Énoncé =>
Renommez « camouflage » en « khaki » dans les lignes qui vont de celle contenant « Point to the black » jusqu'à la fin des données, et recopiez-les sans rien changer d'autre. Laissez les images de côté.

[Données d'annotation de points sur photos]
========

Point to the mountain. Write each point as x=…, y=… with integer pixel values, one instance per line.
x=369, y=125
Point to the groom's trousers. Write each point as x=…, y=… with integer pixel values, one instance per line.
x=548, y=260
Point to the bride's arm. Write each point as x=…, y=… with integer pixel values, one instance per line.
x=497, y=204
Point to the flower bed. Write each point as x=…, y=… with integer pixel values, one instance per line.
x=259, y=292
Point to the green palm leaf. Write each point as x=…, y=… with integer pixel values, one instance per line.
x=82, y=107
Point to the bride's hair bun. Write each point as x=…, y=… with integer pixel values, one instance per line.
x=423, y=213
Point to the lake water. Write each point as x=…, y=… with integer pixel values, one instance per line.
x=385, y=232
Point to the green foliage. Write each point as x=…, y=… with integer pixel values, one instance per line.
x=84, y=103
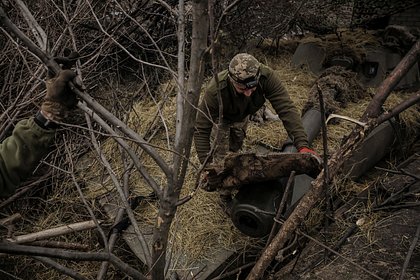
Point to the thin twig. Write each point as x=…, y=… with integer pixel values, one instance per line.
x=410, y=252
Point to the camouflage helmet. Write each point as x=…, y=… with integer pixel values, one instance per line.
x=243, y=66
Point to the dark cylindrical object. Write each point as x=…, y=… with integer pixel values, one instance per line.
x=254, y=207
x=253, y=202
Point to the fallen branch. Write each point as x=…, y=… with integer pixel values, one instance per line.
x=53, y=232
x=351, y=143
x=410, y=253
x=60, y=268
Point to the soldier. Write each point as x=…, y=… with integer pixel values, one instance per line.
x=244, y=87
x=31, y=138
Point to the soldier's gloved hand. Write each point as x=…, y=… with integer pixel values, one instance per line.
x=60, y=98
x=307, y=150
x=310, y=151
x=209, y=182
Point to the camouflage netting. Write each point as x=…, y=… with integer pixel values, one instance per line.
x=338, y=87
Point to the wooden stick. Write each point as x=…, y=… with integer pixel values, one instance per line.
x=10, y=219
x=31, y=237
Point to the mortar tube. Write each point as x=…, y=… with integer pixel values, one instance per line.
x=266, y=196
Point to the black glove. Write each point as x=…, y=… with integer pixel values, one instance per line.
x=60, y=98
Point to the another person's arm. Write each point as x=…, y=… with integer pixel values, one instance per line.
x=21, y=152
x=29, y=143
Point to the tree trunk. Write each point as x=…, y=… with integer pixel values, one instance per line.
x=183, y=140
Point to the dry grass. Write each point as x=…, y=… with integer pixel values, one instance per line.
x=200, y=228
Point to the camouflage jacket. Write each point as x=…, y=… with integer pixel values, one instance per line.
x=236, y=107
x=21, y=152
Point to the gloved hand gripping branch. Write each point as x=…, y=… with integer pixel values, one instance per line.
x=60, y=98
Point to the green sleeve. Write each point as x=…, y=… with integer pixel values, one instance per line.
x=20, y=154
x=285, y=108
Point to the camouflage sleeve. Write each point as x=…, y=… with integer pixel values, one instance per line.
x=208, y=111
x=21, y=152
x=286, y=110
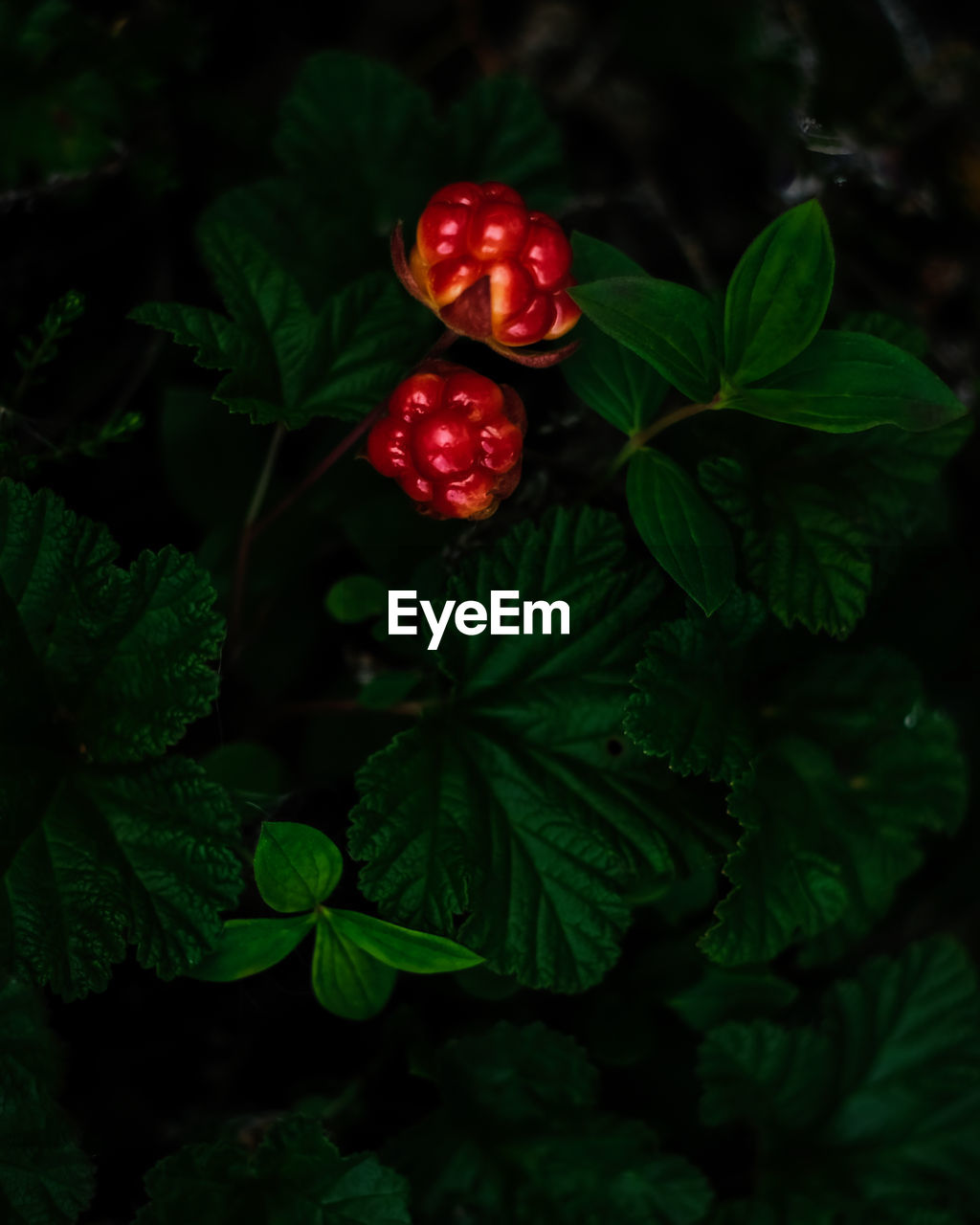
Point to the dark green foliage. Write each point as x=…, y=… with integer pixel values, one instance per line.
x=519, y=764
x=879, y=1106
x=44, y=1176
x=294, y=1176
x=520, y=1138
x=103, y=668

========

Corrigé =>
Point to the black glove. Write each point as x=…, y=… with integer pixel values, one instance per line.
x=60, y=98
Point to the another person's arm. Write each point as x=…, y=… with integer pixel values, one instance per line.
x=21, y=152
x=29, y=143
Point to the tree trunk. Write each point as x=…, y=… with integer pixel values, one instance per line.
x=183, y=140
Point to the dry grass. Write each point as x=…, y=… with integer pixel values, one instance per line.
x=200, y=228
Point to the khaki jacket. Write each point as x=…, y=… with integer pixel values, one instance per line.
x=236, y=107
x=21, y=152
Point to the gloved hand gripping branch. Write each point as x=…, y=… with integer pixel values, one instance per line.
x=60, y=98
Point to the green sleeve. Write each point as x=…, y=… with integer pixel values, one instance per line.
x=20, y=154
x=285, y=108
Point to the khaki sleeve. Write each point as x=…, y=… with integer pixel values, one instance per line.
x=208, y=111
x=21, y=152
x=286, y=110
Point to the dark green foliage. Write each point as x=…, y=… with integer pixel values, one instance per line.
x=519, y=764
x=879, y=1106
x=44, y=1176
x=294, y=1176
x=520, y=1138
x=103, y=668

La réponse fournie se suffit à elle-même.